— REQUIRED TASK —
Find every line in the entries below that contains the word "stone" and copy each of those lines in full.

— EXERCISE INPUT —
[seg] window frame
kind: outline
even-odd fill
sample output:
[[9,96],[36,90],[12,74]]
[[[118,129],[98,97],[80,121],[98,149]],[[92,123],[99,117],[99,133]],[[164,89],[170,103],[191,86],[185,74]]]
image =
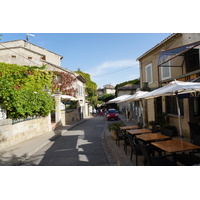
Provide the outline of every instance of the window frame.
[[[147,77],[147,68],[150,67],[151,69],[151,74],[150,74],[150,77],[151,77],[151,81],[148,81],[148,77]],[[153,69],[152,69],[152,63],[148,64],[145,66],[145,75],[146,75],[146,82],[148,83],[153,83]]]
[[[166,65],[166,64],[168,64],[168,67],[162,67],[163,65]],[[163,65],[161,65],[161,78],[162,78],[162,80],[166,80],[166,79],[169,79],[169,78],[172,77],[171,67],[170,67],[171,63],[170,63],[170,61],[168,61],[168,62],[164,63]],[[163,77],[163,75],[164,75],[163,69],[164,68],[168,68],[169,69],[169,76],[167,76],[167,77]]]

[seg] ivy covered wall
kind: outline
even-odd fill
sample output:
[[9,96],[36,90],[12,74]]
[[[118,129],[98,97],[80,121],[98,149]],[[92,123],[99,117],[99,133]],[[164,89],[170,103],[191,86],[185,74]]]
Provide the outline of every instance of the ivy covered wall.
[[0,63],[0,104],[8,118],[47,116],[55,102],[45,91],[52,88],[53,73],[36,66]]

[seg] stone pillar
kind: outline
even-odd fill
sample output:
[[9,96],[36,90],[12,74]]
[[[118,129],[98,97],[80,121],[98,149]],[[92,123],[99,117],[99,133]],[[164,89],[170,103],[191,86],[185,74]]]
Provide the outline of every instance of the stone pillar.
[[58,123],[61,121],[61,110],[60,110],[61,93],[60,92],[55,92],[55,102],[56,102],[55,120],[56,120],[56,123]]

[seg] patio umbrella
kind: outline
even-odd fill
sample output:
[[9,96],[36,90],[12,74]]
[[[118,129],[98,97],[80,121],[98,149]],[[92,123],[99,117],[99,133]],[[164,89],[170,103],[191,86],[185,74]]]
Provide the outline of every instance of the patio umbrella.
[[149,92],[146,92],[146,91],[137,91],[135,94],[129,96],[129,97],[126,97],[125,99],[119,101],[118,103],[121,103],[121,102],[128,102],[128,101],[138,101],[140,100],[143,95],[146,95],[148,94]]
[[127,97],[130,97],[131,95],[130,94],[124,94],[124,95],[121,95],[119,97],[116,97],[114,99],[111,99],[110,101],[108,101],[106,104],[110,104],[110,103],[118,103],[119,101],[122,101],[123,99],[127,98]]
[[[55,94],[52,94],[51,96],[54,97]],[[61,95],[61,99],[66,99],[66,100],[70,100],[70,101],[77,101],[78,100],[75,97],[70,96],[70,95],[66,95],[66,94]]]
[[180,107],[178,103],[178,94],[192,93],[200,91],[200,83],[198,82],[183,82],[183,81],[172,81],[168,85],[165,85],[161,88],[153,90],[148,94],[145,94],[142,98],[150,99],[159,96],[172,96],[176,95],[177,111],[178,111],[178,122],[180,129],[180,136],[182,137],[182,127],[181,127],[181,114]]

==

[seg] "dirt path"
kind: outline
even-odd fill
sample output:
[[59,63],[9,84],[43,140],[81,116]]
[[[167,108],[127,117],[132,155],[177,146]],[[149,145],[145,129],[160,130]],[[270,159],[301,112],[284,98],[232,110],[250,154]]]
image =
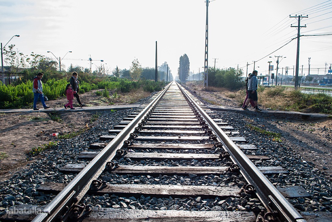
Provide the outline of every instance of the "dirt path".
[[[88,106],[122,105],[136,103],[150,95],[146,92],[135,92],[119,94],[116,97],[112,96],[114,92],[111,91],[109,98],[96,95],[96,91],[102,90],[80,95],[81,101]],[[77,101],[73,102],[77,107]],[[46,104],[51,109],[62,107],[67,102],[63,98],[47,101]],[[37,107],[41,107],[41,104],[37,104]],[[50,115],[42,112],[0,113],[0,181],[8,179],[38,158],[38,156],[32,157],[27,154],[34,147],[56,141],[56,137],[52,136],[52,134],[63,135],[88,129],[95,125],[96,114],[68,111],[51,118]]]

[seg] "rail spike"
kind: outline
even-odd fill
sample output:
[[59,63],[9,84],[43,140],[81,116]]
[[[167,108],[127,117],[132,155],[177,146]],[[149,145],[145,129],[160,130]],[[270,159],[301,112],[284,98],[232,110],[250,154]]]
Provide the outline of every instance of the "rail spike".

— ANSWER TO THE EXERCISE —
[seg] stone pillar
Provide the outline of every instance of the stone pillar.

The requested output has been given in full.